• _Short exercise_:
Reproduce every one of the lines below word for word, but leave out the picture.

• _Supplied records_:
■ ■ ■ ■ ■ ■ ■

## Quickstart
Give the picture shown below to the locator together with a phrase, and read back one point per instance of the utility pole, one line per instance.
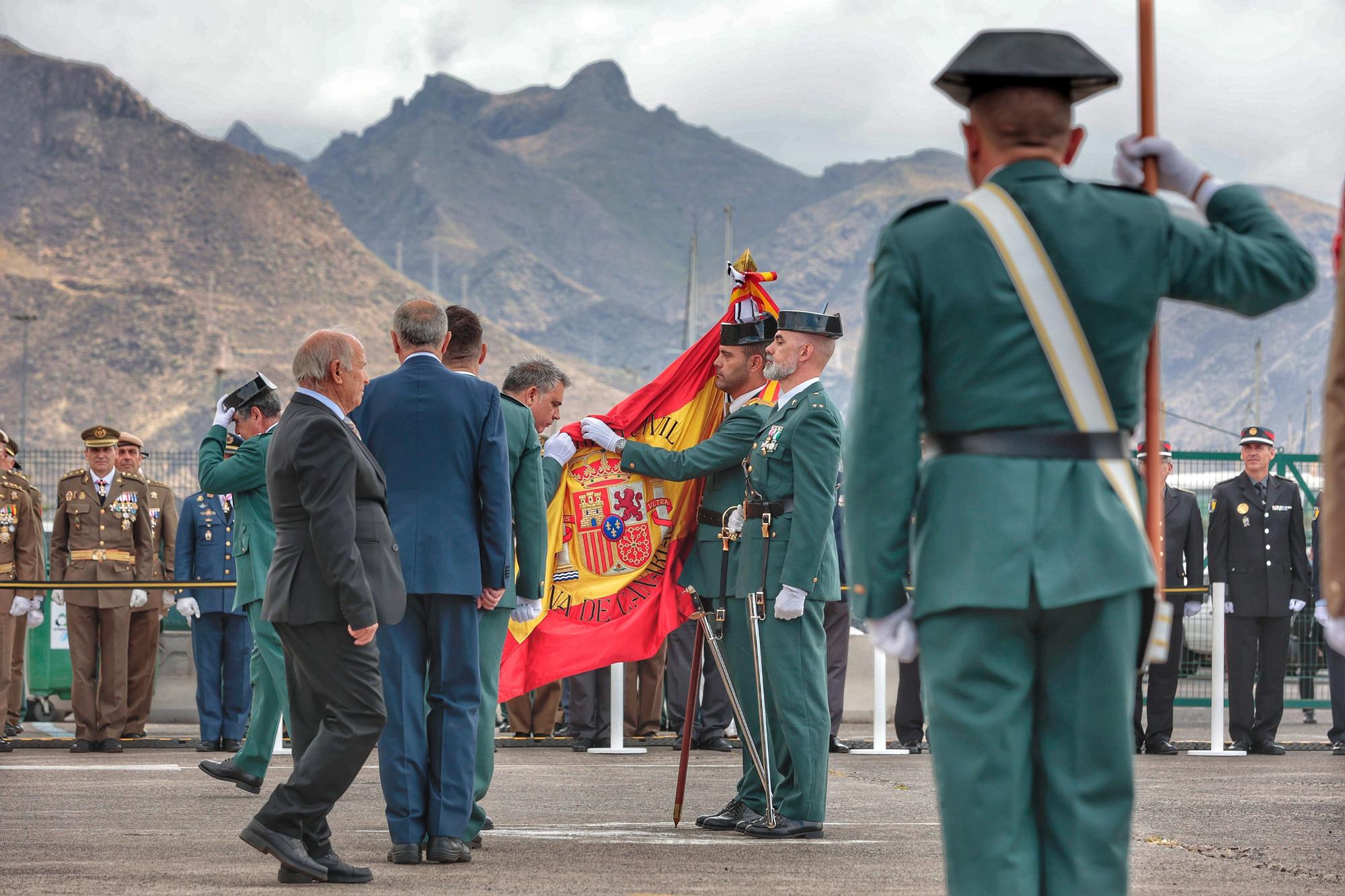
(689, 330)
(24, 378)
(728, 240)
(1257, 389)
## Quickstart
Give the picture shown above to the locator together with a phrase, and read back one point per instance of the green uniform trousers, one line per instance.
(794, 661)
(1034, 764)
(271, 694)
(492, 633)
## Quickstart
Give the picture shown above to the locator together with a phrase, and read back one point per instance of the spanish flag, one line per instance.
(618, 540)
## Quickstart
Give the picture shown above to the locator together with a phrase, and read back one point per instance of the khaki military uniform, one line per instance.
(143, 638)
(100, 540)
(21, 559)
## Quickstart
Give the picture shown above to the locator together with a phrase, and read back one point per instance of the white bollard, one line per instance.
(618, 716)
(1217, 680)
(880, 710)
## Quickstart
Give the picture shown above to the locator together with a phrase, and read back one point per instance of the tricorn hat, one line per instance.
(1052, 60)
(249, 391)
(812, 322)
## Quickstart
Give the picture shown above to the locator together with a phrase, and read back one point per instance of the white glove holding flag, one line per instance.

■ ■ ■ ■ ■ ■ ■

• _Response below_:
## Quickstart
Give the picture shown below to the locator together with a phrase, and read back one point per instance of the utility pole, one line per instance.
(689, 330)
(24, 378)
(728, 240)
(1257, 389)
## Quickstart
Give the picture shown above to the locator together with a phrase, and read back one point per instance of the green uniform trousers, one line per instance.
(794, 661)
(1034, 764)
(271, 694)
(492, 633)
## Quickstart
Give the picture shown above to the locator together with a phrase, and read back one point per instance of the spanish flag, one line per instance.
(618, 540)
## Quickstart
Give the picture shown above to the locator together with a phrase, and read back one point per instance of the khaki military uniform, one line per instance.
(143, 638)
(100, 540)
(21, 559)
## Quickstart
Give the picture shown above to the locator together with a phrase, and read back one point per instance of the white bollard, one line per instance.
(618, 716)
(1217, 680)
(880, 710)
## Quickstart
Give the picture shown above to the locator together with a phrase, and read back one point per instance of the tricorn hat, one line per instance.
(1052, 60)
(249, 391)
(812, 322)
## Quickstart
Give the picture shown above to the locator together with a phrase, and read back one point per instance of the white glove holding flag, one line per instance.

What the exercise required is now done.